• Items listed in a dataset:
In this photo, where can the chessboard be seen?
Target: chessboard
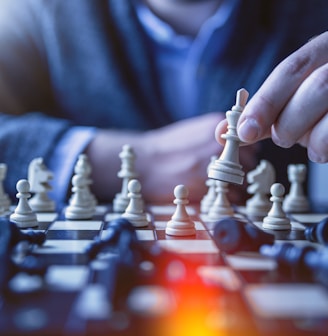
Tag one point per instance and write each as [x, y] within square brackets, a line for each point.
[100, 281]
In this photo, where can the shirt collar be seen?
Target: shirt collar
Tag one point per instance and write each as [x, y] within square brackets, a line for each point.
[162, 33]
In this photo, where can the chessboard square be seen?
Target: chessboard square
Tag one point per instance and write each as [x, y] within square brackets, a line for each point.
[189, 246]
[47, 217]
[112, 216]
[101, 209]
[310, 218]
[76, 225]
[287, 301]
[251, 261]
[62, 246]
[72, 234]
[295, 225]
[220, 275]
[161, 225]
[67, 277]
[145, 235]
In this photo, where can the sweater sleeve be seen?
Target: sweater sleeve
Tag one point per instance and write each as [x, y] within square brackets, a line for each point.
[30, 125]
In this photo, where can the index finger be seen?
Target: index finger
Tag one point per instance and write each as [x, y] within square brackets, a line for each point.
[264, 108]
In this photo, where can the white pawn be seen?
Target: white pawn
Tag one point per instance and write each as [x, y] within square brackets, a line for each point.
[135, 209]
[276, 218]
[227, 168]
[83, 167]
[126, 173]
[79, 207]
[296, 201]
[39, 176]
[221, 207]
[180, 223]
[23, 215]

• Exercise: Reproduce all the lines of the entries above, requests included, multiplying each x and y coordinate in the answers by 1.2 and rounding to whole numbers, with halves rounded up. Leave the pictures out.

• Solution to the exercise:
In this photo, where can the chessboard be seen?
Target: chessboard
Tag one point per instance and write each as [x, y] within square brackets, a line for each point.
[120, 337]
In this photo, where can the shirt collar be seen?
Target: shirt collar
Tag one point per instance and write each as [x, y] within square brackets, a line for each point.
[194, 40]
In this photo, where can the chessboard square be seen?
Target: chessboard square
Tag one point per instance and write each as [x, y] within square brackets, a line for each point.
[227, 295]
[56, 260]
[134, 259]
[121, 251]
[372, 262]
[91, 270]
[344, 361]
[301, 313]
[74, 295]
[86, 281]
[354, 270]
[264, 330]
[193, 270]
[80, 332]
[174, 282]
In this photo, where can the sweater sleeve be seen?
Target: sweater sleeve
Tag one point per instance and write each as [x, y] within square brackets, a line for each point.
[36, 150]
In this photo, where can the index finger be seen?
Target: index finger
Tag one point per instance and write each as [x, y] within square brackets, a line for each point.
[317, 130]
In this photo, where can the white pawn be seen?
Target: white pawn
Tag one point per instance and write each as [x, y] within square brackets, a line for each point.
[162, 251]
[331, 262]
[272, 202]
[100, 200]
[151, 208]
[95, 248]
[355, 241]
[47, 211]
[265, 248]
[216, 268]
[28, 258]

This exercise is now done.